▶ [Task prompt]: Copy out the entries exactly, and wherever a picture appears, leave it out.

- - - -

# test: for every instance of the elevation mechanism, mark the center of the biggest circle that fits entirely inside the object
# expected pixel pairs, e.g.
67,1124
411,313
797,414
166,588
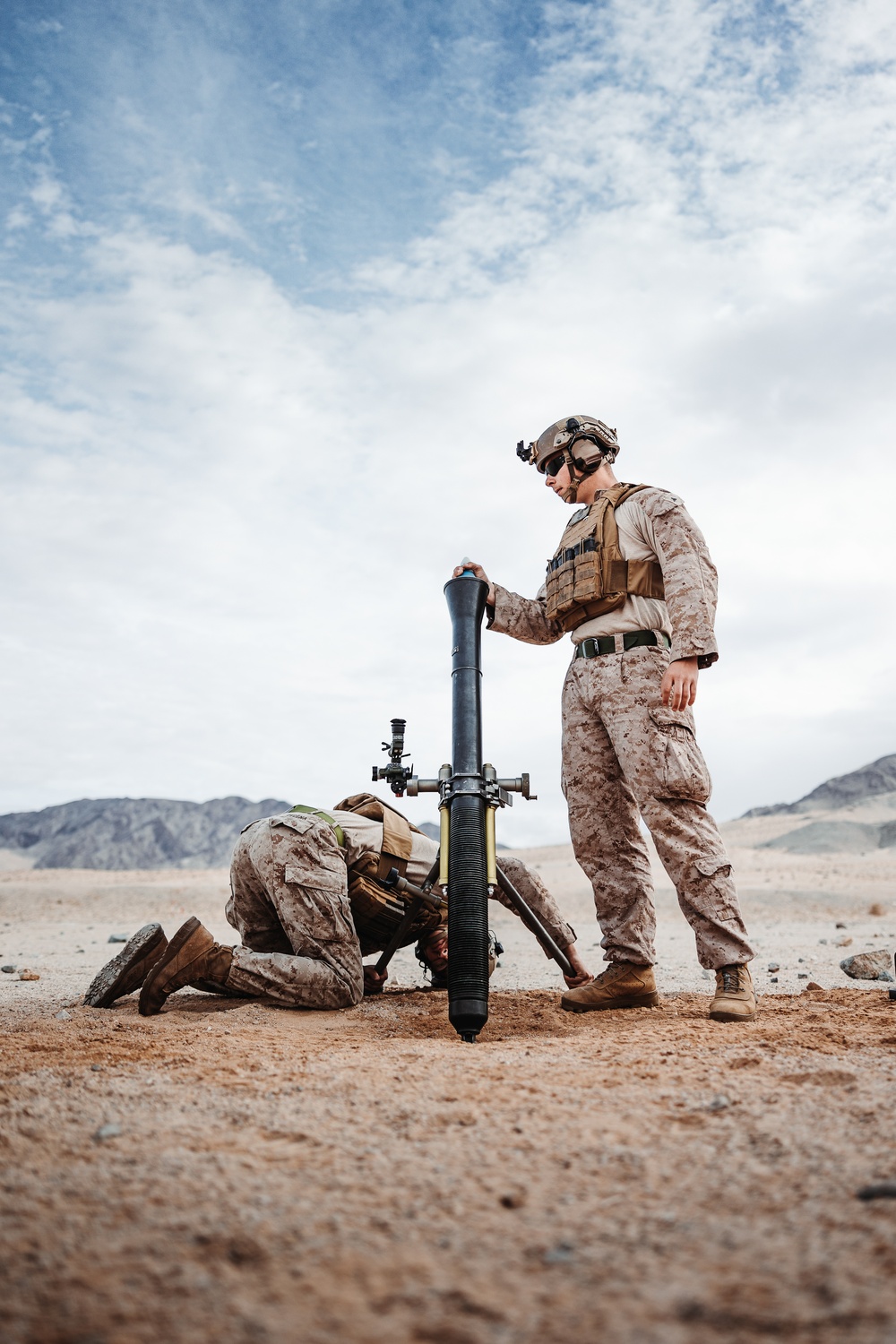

- - - -

▶ [Answer for the task]:
# test: for every instance of the elevation mechanism, mark the center of the biggest circle that fits entirely inside the object
# expected pixel pairs, e.g.
67,1124
411,313
797,414
166,588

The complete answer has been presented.